*WORK TO BE COMPLETED:*
Reproduce the records below word for word, from the very first line down to and including the line that contains "145;95;189;129".
····················
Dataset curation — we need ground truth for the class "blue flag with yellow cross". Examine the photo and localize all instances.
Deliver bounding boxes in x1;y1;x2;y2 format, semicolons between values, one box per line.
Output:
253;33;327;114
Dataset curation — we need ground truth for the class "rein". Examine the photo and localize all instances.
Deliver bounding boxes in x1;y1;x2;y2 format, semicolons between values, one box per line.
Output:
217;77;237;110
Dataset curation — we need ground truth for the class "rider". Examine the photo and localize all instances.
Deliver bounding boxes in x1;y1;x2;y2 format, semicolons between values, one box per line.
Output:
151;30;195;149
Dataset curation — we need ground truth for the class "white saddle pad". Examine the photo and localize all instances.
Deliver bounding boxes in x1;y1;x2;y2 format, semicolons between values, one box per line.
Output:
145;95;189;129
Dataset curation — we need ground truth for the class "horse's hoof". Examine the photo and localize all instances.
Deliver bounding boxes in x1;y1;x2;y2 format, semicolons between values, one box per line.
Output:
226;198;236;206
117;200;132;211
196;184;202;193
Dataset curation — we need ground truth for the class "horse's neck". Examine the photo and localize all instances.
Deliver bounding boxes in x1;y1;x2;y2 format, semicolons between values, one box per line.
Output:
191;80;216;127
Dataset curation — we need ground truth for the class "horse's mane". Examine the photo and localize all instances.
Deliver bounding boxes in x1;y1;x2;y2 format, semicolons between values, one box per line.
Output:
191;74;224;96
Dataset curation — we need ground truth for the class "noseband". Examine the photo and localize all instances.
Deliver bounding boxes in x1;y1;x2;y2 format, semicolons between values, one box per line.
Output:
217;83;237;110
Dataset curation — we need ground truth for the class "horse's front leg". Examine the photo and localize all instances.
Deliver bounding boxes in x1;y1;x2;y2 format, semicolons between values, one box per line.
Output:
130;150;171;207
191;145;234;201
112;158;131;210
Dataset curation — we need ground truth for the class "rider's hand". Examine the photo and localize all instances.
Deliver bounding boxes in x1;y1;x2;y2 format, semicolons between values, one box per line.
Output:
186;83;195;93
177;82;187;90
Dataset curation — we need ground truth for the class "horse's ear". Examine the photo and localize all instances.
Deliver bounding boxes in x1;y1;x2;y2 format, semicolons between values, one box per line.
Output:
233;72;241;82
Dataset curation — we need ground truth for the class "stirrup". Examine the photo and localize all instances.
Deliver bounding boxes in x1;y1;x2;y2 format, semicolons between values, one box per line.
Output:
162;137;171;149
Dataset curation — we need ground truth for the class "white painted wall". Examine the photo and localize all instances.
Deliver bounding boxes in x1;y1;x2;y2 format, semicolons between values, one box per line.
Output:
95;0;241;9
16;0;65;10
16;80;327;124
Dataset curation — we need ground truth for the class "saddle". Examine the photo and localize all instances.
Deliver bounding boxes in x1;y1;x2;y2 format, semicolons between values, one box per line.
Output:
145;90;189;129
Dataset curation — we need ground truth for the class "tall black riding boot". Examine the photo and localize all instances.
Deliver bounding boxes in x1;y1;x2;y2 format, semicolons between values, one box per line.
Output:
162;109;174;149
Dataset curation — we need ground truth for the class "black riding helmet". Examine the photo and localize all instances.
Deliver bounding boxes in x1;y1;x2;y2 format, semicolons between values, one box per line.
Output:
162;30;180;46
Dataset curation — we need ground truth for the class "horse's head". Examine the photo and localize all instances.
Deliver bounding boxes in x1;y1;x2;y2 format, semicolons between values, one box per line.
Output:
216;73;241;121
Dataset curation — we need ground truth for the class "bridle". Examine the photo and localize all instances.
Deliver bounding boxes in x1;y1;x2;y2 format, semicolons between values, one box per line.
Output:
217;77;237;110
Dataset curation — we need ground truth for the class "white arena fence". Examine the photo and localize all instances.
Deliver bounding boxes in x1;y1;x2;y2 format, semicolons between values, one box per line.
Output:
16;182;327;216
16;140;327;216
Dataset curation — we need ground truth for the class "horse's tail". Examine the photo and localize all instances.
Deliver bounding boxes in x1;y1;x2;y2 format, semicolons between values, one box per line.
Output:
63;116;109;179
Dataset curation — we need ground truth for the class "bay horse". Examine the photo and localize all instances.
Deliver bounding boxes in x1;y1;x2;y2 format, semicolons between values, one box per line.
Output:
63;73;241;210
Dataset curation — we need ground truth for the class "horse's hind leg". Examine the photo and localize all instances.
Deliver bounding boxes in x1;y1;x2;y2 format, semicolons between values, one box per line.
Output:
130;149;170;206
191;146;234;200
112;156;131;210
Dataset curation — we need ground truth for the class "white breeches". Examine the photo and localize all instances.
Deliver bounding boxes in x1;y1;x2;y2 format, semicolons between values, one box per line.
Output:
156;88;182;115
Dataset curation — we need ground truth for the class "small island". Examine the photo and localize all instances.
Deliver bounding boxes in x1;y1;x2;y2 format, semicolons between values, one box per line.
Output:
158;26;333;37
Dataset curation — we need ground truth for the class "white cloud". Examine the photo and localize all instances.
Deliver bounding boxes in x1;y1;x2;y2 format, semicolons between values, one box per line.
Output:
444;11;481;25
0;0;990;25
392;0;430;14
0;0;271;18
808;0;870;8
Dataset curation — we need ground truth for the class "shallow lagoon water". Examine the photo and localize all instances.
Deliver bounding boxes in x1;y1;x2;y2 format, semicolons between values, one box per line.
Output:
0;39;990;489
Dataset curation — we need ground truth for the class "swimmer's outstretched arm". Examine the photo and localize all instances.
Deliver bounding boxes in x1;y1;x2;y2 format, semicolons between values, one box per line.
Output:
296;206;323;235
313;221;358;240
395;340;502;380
····················
*SOLUTION TO THIS EXERCISE:*
Dataset curation — we need ground truth for the class "blue flag with yellow cross". Examine the photo and localize all instances.
Deliver bounding boxes in x1;y1;x2;y2 format, semicolons between values, one box per line.
Output:
253;33;327;114
Dataset curation — we need ground truth for the class "rein". Examine the photo and localize all instances.
Deliver bounding boxes in x1;y1;x2;y2 format, semicolons between values, one box per line.
Output:
217;77;237;110
Dataset curation — we need ground truth for the class "rider". Examine the photo and localize all instances.
Deliver bounding boxes in x1;y1;x2;y2 format, semicolons between values, one box per line.
Output:
151;30;195;149
Dataset curation — we need ground truth for the class "white saddle pad". Examine the photo and localize all instances.
Deliver bounding boxes in x1;y1;x2;y2 format, semicolons between values, one box per line.
Output:
145;95;189;129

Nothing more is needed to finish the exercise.